> Selection
It turns out the only working public phone in all Los Angeles is 300 feet underground, stuffed with rubbish and guarded by a sleeping man smelling like a urinal full of petrol.
HONESTLY, I shouldn’t be allowed out of the house, let alone 8,000 kilometers away to Los Angeles where, when last heard from, I am staying with someone I met on the internet and have lost my driving license so I’m at the mercy of public transport to negotiate my way through ten million people just to visit with family somewhere out in the desert.
It could be worse. My teenage son might not have seen fit to introduce me to the Uber app. And Bubbles, my host, for whom I have just hauled a saxophone case stuffed with King crisps through two customs and border checks, might have ended up being an ax murderer, instead of the more-than-congenial host that he is.
In fact, as it turned out, and in typical Irish fashion, my wife has been walking Bubbles’ mam’s dog for years – plus, we’re friends with the same publican, which officially makes us as good as related.

> What you are asked to do
Reproduce the passage of the Los Angeles column that starts with the words containing "It could be" and finishes with "good as related.".

> Data excerpts
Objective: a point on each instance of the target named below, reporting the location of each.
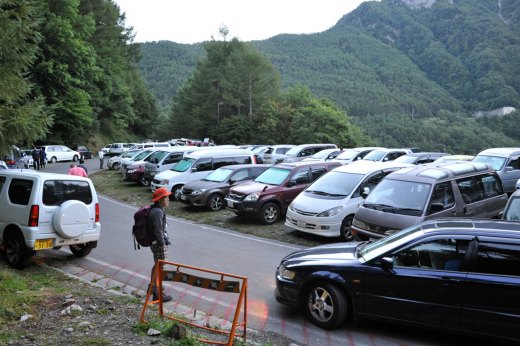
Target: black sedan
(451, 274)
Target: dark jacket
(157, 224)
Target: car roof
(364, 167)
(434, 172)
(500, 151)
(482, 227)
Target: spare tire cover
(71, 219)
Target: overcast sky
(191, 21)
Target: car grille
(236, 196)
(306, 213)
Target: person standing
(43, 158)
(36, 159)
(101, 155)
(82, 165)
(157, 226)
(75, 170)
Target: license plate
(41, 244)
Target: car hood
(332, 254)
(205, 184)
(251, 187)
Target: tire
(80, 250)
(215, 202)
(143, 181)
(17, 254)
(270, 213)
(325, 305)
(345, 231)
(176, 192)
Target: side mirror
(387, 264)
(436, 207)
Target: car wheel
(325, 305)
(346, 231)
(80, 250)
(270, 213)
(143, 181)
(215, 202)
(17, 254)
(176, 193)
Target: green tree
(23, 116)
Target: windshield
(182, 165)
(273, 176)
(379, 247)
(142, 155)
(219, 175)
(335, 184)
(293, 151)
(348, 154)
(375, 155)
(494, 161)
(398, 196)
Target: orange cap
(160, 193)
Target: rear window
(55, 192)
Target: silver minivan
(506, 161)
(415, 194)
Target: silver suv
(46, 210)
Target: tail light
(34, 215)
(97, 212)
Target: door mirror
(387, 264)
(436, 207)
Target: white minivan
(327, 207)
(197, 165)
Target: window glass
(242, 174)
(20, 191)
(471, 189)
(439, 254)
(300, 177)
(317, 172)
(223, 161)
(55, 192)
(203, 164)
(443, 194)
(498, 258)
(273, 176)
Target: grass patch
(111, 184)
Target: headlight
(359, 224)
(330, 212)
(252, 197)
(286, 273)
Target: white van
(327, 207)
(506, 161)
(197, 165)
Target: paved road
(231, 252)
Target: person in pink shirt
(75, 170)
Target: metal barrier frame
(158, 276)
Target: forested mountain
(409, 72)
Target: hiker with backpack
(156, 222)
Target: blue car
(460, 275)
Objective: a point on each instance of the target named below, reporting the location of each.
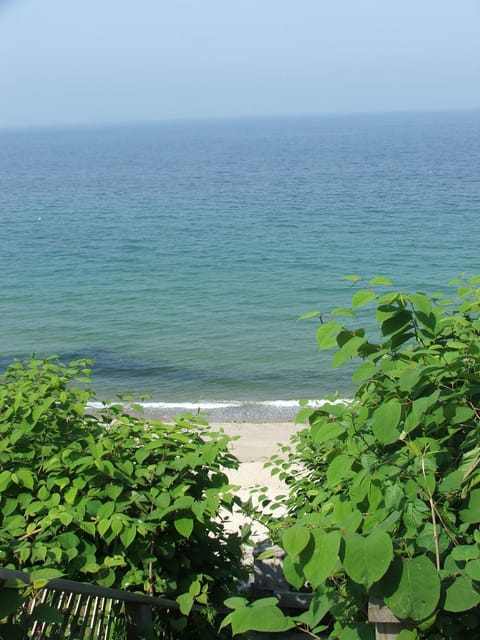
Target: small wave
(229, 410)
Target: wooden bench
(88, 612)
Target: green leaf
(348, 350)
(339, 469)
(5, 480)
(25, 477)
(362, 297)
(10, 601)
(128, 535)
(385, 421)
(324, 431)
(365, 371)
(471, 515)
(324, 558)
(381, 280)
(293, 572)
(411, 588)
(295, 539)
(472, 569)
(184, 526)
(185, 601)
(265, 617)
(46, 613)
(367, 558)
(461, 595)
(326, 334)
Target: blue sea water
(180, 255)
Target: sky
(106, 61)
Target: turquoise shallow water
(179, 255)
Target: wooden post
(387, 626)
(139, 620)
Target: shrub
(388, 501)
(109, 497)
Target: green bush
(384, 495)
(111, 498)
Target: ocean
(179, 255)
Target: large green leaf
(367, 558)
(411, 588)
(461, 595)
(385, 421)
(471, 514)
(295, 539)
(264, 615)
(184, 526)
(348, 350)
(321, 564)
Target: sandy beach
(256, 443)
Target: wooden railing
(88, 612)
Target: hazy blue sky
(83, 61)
--
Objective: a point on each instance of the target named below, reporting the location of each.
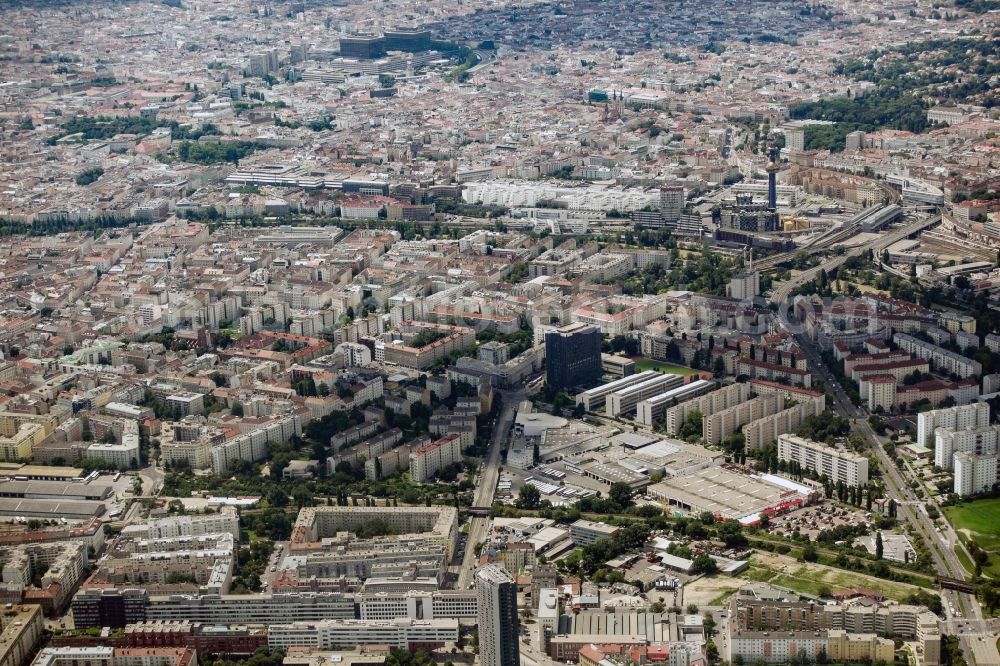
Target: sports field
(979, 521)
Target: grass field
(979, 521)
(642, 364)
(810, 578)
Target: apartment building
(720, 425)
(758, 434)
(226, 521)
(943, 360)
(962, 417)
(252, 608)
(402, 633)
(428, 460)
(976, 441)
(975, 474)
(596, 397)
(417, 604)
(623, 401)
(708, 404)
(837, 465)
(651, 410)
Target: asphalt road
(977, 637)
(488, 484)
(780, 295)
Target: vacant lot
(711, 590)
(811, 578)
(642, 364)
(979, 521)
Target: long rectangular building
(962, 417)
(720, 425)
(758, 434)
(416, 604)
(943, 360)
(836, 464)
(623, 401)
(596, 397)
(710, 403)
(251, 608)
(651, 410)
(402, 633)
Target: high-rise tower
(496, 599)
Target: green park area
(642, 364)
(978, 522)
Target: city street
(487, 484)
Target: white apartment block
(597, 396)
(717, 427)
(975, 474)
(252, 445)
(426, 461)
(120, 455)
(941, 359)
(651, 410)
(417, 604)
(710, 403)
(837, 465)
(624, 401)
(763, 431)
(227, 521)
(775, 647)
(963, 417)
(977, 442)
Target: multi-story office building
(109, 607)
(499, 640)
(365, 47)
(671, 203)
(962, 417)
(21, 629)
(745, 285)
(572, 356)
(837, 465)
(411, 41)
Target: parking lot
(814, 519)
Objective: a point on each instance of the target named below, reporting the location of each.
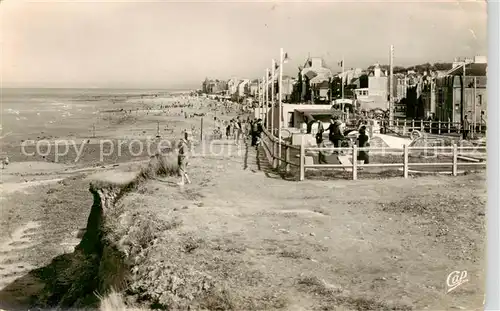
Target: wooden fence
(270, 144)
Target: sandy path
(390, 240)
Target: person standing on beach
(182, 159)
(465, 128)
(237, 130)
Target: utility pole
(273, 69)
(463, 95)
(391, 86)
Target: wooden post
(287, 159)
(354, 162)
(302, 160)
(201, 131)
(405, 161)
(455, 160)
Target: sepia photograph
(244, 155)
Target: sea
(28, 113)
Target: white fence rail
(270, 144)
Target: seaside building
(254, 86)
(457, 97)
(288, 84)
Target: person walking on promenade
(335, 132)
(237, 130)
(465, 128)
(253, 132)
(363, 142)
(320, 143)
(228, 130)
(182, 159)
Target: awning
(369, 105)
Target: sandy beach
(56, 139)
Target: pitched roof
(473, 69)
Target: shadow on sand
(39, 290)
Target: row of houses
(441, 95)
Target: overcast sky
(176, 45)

> Output of the task
It could be worse. My teenage son might not have seen fit to introduce me to the Uber app. And Bubbles, my host, for whom I have just hauled a saxophone case stuffed with King crisps through two customs and border checks, might have ended up being an ax murderer, instead of the more-than-congenial host that he is.
In fact, as it turned out, and in typical Irish fashion, my wife has been walking Bubbles’ mam’s dog for years – plus, we’re friends with the same publican, which officially makes us as good as related.